Sur cette nouvelle affaire de Panama, il est d’abord indispensable d’aller jusqu’au bout de l’indignation (jusqu’à Singapour par exemple). Ce n’est pas si évident que cela à voir le nombre de mines faussement effarées qui prétendent « découvrir » aujourd’hui le pot aux roses.

Mais il faut aussi aller au-delà de l’indignation, non seulement en s’assurant que seront bien punis de manière exemplaire les « truands » de haut vol qui se cachent derrière des apparences de notable, mais également, dans une vision de plus long terme, en incitant les capitaux et les personnes qui ont fait fortune à rester sur place et à investir chez nous.

Aller jusqu’au bout de l’indignation, en poursuivant de manière impartiale toutes les personnes coupables de fraude fiscale, ne pas s’en tenir à un seul cabinet panaméen, ou à un seul paradis fiscal fût-il emblématique, qui servirait commodément d’arbre cachant la forêt de la fraude généralisée. S’opposer résolument à refuser l’évasion fiscale organisée, moralement tout aussi inadmissible, qui permet aux « riches » d’éviter l’impôt légalement et creusent les déficits publics. Cela n’implique pas d’aller jusqu’à rémunérer les lanceurs d’alerte, ce qui reviendrait à corrompre les trop rares incorruptibles, mais à les protéger effectivement contre les retours de bâton téléguidés par ceux qu’ils dénoncent, en particulier leur hiérarchie dont le Conseil d’Etat voudrait faire un point de passage obligé. Cela veut dire aussi s’interroger sur la réalité de ce que découvrent les administrations fiscales lors de révélations postérieures à des mois d’enquête secrète menées par des centaines de journalistes. Il paraît en effet difficile de croire qu’un secret partagé par des centaines de journalistes ait pu être aussi bien gardé aussi longtemps, ou il nous faut vraiment douter de la qualité des services de renseignement. Il paraît également difficile de croire que les administrations fiscales ignoraient totalement ce qui vient d’être rendu bruyamment public. Que signifie ce silence et même ce déclassement du Panama de la liste noire des pays suspects de participation au blanchiment des capitaux ?

Données affichées »

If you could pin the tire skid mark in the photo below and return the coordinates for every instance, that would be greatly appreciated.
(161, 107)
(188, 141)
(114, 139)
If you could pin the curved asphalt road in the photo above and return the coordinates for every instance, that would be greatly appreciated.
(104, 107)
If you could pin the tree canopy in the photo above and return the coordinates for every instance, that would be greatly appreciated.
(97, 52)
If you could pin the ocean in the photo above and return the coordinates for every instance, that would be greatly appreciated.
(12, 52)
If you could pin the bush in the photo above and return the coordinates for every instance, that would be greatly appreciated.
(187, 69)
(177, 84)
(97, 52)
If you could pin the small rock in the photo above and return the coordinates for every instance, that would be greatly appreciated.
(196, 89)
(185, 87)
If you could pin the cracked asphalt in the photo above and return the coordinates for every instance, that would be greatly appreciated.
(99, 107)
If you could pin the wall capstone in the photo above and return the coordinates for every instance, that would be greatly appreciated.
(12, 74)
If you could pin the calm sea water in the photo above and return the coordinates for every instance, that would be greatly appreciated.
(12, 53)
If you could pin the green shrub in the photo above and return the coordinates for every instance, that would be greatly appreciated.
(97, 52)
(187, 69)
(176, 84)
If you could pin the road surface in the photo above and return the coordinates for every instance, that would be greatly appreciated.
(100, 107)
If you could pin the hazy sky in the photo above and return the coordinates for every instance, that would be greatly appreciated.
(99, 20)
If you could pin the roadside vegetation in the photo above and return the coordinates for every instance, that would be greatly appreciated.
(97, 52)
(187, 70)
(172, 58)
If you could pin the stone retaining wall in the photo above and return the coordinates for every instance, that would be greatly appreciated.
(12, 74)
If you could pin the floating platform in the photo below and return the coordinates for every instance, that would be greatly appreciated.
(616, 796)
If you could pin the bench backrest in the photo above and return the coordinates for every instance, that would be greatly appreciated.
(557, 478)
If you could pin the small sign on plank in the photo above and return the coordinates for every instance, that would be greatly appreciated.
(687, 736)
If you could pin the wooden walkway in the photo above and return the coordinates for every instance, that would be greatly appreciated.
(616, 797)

Consignes de travail »
**1.** D’après l’extrait, que faut-il faire pour les lanceurs d’alerte au lieu de les rémunérer ?
**2.** Indiquez si chacune de ces affirmations concorde avec l’extrait : (a) il faut rémunérer les lanceurs d’alerte ; (b) le Panama a été retiré de la liste noire des pays suspects de participation au blanchiment des capitaux ; (c) il faut inciter les capitaux à rester sur place et à investir chez nous.
**3.** Prolongez le texte sur l’affaire de Panama à partir de sa dernière phrase.
Le listing provient d’une source différente.

Exercices corrigés »
**1.** Les protéger effectivement contre les retours de bâton téléguidés par ceux qu’ils dénoncent.

**2.**
(a) Non : « Cela n’implique pas d’aller jusqu’à rémunérer les lanceurs d’alerte »
(b) Oui : « ce déclassement du Panama de la liste noire des pays suspects de participation au blanchiment des capitaux »
(c) Oui : « en incitant les capitaux et les personnes qui ont fait fortune à rester sur place et à investir chez nous »

**3.**
Mais il faut aller au-delà de l’indignation : d’abord en punissant de manière exemplaire et sans exception toutes les personnes, publiques en particulier, qui fraudent l’impôt d’une manière ou d’une autre, par exemple en sous-évaluant leur déclaration de patrimoine, sans s’en tenir à quelques bouc-émissaires faciles et déjà bien connus, comme Jérôme Cahuzac ou Patrick Balkany. Bien des ministres ou parlementaires ont sous-évalué leur patrimoine lorsque l’affaire Cahuzac a enfin conduit à soumettre ministres et députés à une obligation de déclaration de leur patrimoine. Il fut même alors furtivement question de sous-évaluation du patrimoine du chef de l’Etat. Qu’en est-il exactement ? Le citoyen saura-t-il un jour si ces interrogations ont fait l’objet d’une investigation approfondie et quel en a été le résultat ? Ou sommes-nous bien dans une république bananière de type panaméen, juste un peu plus sophistiquée ? A peine le scandale de l’affaire Cahuzac aplanie, aussi énorme que ce nouveau scandale de Panama, l’omerta habituelle semble redevenue de rigueur. Peut-il d’ailleurs en être autrement dans un pays où les journalistes n’ont pas su résister à l’avantage compromettant d’une déduction fiscale spéciale et où la presse est habituellement subventionnée et aidée ponctuellement par chaque nouveau Gouvernement ? Irons-nous vraiment au-delà de cette « chasse aux sorcières largement hypocrite » ?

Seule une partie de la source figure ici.